Record set: Begin
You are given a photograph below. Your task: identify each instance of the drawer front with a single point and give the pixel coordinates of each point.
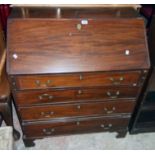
(72, 95)
(77, 126)
(78, 109)
(78, 80)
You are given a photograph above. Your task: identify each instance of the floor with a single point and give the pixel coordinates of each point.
(94, 141)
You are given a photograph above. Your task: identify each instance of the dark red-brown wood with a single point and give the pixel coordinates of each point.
(130, 78)
(77, 126)
(56, 46)
(78, 109)
(74, 95)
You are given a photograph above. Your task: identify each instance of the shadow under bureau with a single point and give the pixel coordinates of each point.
(80, 72)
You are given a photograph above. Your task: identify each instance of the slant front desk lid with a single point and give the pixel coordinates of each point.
(62, 45)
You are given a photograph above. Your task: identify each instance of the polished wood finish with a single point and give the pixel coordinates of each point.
(76, 12)
(75, 70)
(78, 125)
(56, 46)
(77, 109)
(72, 95)
(77, 80)
(144, 117)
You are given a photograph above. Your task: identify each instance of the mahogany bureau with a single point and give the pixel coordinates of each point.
(75, 70)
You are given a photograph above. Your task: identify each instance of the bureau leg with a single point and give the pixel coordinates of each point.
(121, 134)
(8, 118)
(29, 142)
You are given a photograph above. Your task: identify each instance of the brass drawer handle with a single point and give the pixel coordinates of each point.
(78, 107)
(77, 123)
(109, 111)
(106, 127)
(81, 77)
(46, 84)
(79, 27)
(116, 81)
(47, 114)
(80, 92)
(113, 96)
(48, 131)
(45, 96)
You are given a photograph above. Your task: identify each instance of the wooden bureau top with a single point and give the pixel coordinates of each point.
(86, 40)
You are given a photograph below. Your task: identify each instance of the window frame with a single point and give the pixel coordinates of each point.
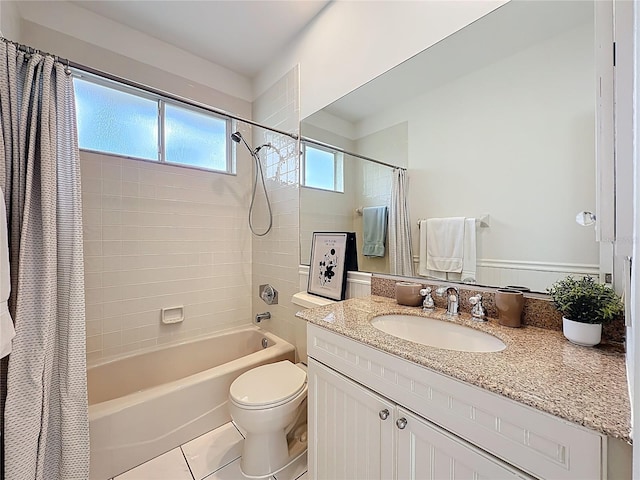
(161, 103)
(337, 158)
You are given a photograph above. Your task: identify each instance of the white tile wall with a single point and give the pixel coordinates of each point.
(160, 236)
(276, 255)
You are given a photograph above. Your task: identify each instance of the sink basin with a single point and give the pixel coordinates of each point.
(437, 333)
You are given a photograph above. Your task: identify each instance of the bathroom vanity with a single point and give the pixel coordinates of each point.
(384, 407)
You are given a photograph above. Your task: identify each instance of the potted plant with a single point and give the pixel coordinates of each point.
(585, 305)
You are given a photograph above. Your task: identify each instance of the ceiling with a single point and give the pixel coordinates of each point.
(513, 27)
(241, 35)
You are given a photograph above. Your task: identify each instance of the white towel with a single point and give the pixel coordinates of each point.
(445, 244)
(468, 274)
(422, 258)
(374, 228)
(7, 331)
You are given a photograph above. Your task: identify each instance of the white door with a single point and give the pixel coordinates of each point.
(350, 429)
(427, 452)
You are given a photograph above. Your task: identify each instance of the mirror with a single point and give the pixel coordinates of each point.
(495, 122)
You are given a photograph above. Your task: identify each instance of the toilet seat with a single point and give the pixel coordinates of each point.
(268, 385)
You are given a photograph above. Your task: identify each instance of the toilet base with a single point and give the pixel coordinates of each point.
(296, 447)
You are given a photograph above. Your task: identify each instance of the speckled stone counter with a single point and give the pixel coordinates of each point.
(539, 367)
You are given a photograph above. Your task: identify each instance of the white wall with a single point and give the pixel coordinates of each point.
(485, 133)
(10, 21)
(350, 43)
(143, 51)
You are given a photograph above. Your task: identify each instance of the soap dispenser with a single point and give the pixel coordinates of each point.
(428, 304)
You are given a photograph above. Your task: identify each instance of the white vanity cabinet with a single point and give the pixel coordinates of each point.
(360, 435)
(452, 429)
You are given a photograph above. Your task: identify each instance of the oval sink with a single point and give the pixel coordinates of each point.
(437, 333)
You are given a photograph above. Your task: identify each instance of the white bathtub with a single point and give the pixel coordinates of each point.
(143, 405)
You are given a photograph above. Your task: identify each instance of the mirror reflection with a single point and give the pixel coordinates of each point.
(495, 125)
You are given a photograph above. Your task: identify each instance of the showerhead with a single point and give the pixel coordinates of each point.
(237, 137)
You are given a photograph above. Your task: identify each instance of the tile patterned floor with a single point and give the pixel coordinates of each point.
(212, 456)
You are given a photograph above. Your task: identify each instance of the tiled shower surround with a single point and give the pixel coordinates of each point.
(276, 256)
(158, 236)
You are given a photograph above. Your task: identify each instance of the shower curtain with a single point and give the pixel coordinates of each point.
(44, 393)
(400, 256)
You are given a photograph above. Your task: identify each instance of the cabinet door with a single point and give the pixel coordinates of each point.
(350, 429)
(426, 452)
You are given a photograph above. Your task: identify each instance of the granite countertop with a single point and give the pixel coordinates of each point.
(539, 367)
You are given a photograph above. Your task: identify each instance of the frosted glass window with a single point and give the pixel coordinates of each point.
(322, 169)
(117, 122)
(194, 138)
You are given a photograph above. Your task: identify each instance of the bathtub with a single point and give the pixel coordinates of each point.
(143, 405)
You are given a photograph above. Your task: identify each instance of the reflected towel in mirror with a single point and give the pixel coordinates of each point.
(374, 231)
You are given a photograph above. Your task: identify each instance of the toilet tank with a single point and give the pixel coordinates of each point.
(307, 300)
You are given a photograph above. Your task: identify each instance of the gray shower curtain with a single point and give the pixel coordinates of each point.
(400, 256)
(45, 422)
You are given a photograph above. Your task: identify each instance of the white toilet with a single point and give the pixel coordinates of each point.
(269, 404)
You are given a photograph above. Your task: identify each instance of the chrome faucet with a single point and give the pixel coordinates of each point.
(453, 299)
(478, 313)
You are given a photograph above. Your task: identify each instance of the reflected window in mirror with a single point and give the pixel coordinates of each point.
(322, 168)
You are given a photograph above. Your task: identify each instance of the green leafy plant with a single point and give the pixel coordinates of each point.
(586, 301)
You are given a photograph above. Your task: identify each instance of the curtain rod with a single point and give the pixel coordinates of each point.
(338, 149)
(146, 88)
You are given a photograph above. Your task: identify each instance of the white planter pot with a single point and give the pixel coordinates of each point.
(585, 334)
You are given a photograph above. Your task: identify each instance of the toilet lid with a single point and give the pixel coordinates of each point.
(268, 384)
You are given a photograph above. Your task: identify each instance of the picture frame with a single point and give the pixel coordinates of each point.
(327, 269)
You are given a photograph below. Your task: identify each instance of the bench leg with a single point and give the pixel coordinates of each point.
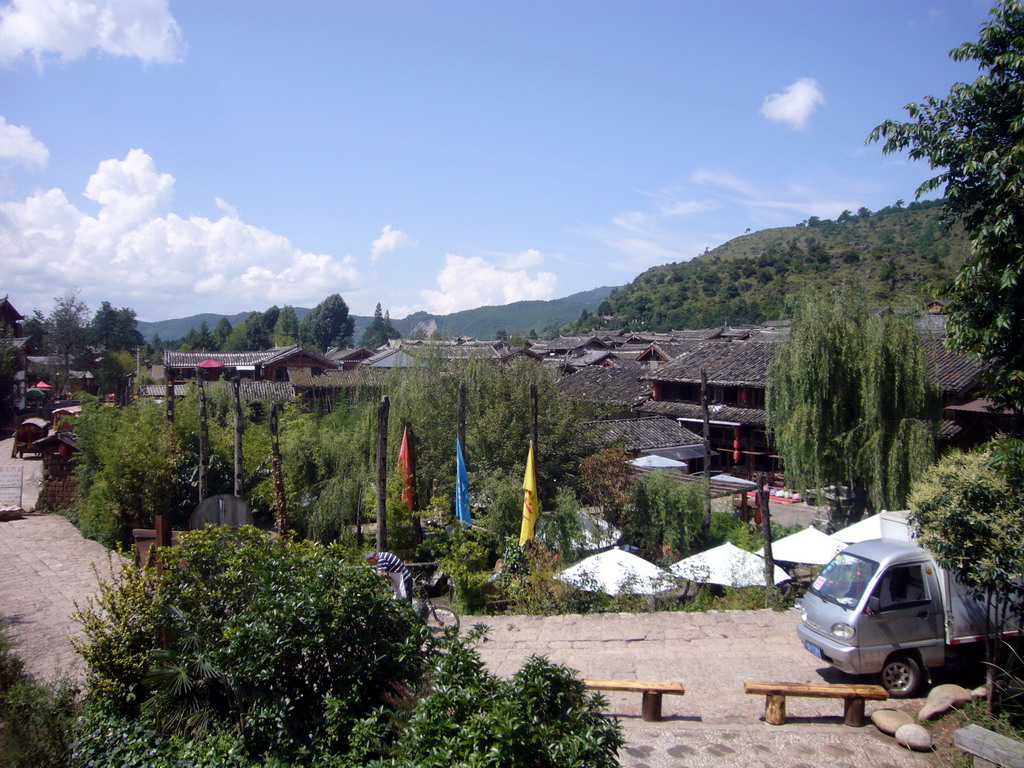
(853, 712)
(650, 709)
(775, 709)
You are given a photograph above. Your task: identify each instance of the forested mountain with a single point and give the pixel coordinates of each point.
(482, 323)
(899, 255)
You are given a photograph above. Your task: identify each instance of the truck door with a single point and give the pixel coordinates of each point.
(904, 611)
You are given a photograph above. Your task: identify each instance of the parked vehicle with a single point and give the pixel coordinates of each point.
Record set: End
_Work task:_ Omit every picture, then reproduce the rest of the listing exactly.

_Response:_
You are given a photograph below. Your task: identify each instance of the drawer front with a single point and give the pixel coordinates of each point.
(72, 95)
(77, 126)
(78, 109)
(78, 80)
You are given a photograph above. Your task: identify each instance of the floor with a single point and give the pixel coordinates of each point.
(94, 141)
You are given a photograph above. Your task: identify each instance of the dark red-brown wood with a single point and give the pixel coordinates of each point.
(130, 78)
(77, 126)
(56, 46)
(78, 109)
(74, 95)
You are given a photograph above. Your task: identify each instance of the shadow under bureau with a single point and give the pixel coordinates of each point.
(80, 72)
You are given a photograph above. Your task: identify each instance of the slant front desk lid with a single point and give the pixel coordinates of each point.
(62, 45)
You are given a photograph above. Your task: identify each instance of the polished wood finish with a single point and give the pixel coordinates of each point.
(76, 12)
(75, 70)
(78, 125)
(56, 46)
(77, 109)
(72, 95)
(77, 80)
(144, 117)
You are given a photograph above. Your task: identify each instance of the mahogany bureau with a single point and give the pixel coordinates of each point.
(75, 70)
You are given a photograph above. Your task: identify each instance of the bureau leg with a single point and give the pixel coordinates of each point.
(121, 134)
(8, 118)
(29, 142)
You are given a photograph above. Your task: identify each instance of the brass drawer handle with a single point and give the pixel coordinates of each point.
(78, 107)
(77, 123)
(109, 111)
(106, 127)
(81, 77)
(46, 84)
(79, 27)
(116, 81)
(47, 114)
(80, 92)
(113, 96)
(48, 131)
(45, 96)
You are given a photograph above. Your task: identify each instance of the wooden bureau top with a single point and give the pixel coordinates of each point.
(86, 40)
You are given a photograph below. Your task: identify each instance of the window frame with a single point and give the pixel coordinates of each point.
(161, 103)
(337, 158)
You are given a photograph above. Your task: identify each instance of the white tile wall with a single point and give the pixel coordinates of each point.
(160, 236)
(276, 255)
You are given a photograph above. Your task: identify each instance of the sink basin with a single point and give the pixel coordinates of each point.
(437, 333)
You are given a photograph above. Your task: identify each instance of the bathroom vanity with a single point and give the pixel coordinates of each point.
(384, 407)
You are given a photograph above. Your task: identify each instance of the potted plant with a single point and give the pixel coordinates of each point.
(585, 305)
You are given a photograph above. Your task: identify each instance of the ceiling with a single point and give the pixel coordinates of each point.
(513, 27)
(241, 35)
You are given a photograph above. Your task: identify each instance of the white towel with a single point and give the pixel coordinates of each point.
(445, 244)
(468, 274)
(422, 258)
(374, 228)
(7, 331)
You are given a photograph above. Your task: identify each instance of the white door with a single point and give the pixel coordinates of each point.
(350, 429)
(427, 452)
You are given a photograph above. Your task: identify each instance of the mirror with a single point and give the pixel coordinates of each point.
(495, 122)
You are given a photograph above. Your task: identify each instance of the toilet seat with a single point and give the pixel coordinates of each point.
(268, 385)
You are given a photograph above. Your task: identify each instance of the toilet base with a single point and give the pixel coordinates of each point.
(296, 447)
You are given a photograph above. Your task: identify each instance of the speckled stone counter with a single point and give the pixel coordinates of each point.
(539, 367)
You are given a photograph above. Your task: identify each instance of the white wall with a single point and give the pixel coordinates of each point.
(485, 133)
(10, 21)
(350, 43)
(143, 51)
You are given a photograph above. Your task: identify each instance of the soap dispenser with a single point and give the pixel coordinates of each point.
(428, 304)
You are given a photograph above. Your task: identify each instance of the white vanity cabinet with a single point and give the pixel coordinates of each point.
(360, 435)
(452, 429)
You are given a photograph above. Your task: identify each instance of the oval sink with a single point and give the pixel coordinates of each point.
(437, 333)
You are given a photograph above. Your task: identify each instance of the white bathtub with a single point and give the pixel coordinates of each point.
(143, 405)
You are given a photograph above. Your task: identify each instance of the mirror reflection with a single point and give the pixel coordinates of each point.
(495, 125)
You are given a photograph above. Your task: identify each instance of the showerhead with a single point and give the pixel coordinates of each point.
(237, 137)
You are given a photograph above. Your task: identify each instance of the tile patterned floor with a single point and give the pixel coordinates of each point.
(212, 456)
You are given a photograph above. Your task: identify each instance of the tiled shower surround with a single point and give the pixel coordinates of each point.
(276, 256)
(158, 236)
You are given a photograph above. Your task: identify each instance of the shower curtain with a single point and give the pixel coordinates of each point.
(44, 393)
(400, 256)
You are given a photograph above. Your task: identify each instance of the cabinet door with a single point and give the pixel coordinates of each point.
(350, 429)
(426, 452)
You are given a photograph above. Your task: identify each instance of the granite countertop with a single point and give the pixel coordinates of each point.
(539, 367)
You are given a photograph above. Your task: identify each instance of the frosted glass window with a single point and give the pixel coordinates of each point.
(322, 169)
(117, 122)
(194, 138)
You are given a photograph above. Your task: identify each instance of the bathtub with a single point and give the pixel coordinates of each point.
(143, 405)
You are given a photograph above. Your task: identify each instance of the reflected towel in mirror with a single point and give the pixel coordinates of each point.
(374, 231)
You are given a photograph above. Your task: identify each instance of the toilet tank with a single point and give the pixel coordinates of each point.
(307, 300)
You are given a photograph above. Your task: identify each instance of the gray shower curtain with a single point and give the pixel coordinates of each point.
(400, 256)
(45, 422)
You are given a photograph above. Your task: identify each instance of the white toilet with a single point and give the pixel coordinates of each point.
(269, 404)
You are given a photograph above. Your task: identify each instance of the chrome faucet with a single point and give the pixel coordinates of each point.
(453, 299)
(478, 313)
You are given a photograph above. Your task: identify each instance of the reflected window in mirror with a single point and give the pixel coordinates of each point.
(322, 168)
You are given a photograph above. Your task: identify each instance of the green leafy plant with a single point and give the pixel coordinates of each point.
(586, 301)
You are given a photograph above. Your task: identify each instance of the curtain rod with a single point and give the pixel coordinates of each point.
(338, 149)
(146, 88)
You are given a photograph above. Your task: identify each instance of the white planter pot with a single point and give the pixel coordinates of each point.
(585, 334)
You are given a photograph above. Your task: identify each instance of the toilet lid with a single point and give the pixel coordinates of each point.
(268, 384)
You are given a photograph above. Your task: identify each instance of the picture frame with a single point and give the pixel coordinates of each point.
(327, 269)
You are given a photograph below. Your task: identify each instance of the bench leg with a single point and give the pixel coordinates of each point.
(853, 712)
(650, 709)
(775, 709)
You are given a photograph above. Your task: identify each instance of the forested mountain with a single point and give the pixel coordinates of each point.
(482, 323)
(899, 255)
You are given a photograph above. Your task: identify each instance of the truck door with a single point and give the pixel coordinates of each point.
(904, 611)
You are given a photograph above. Your task: identify each instance of the parked vehicle with a single point and give the pixel coordinates of each point.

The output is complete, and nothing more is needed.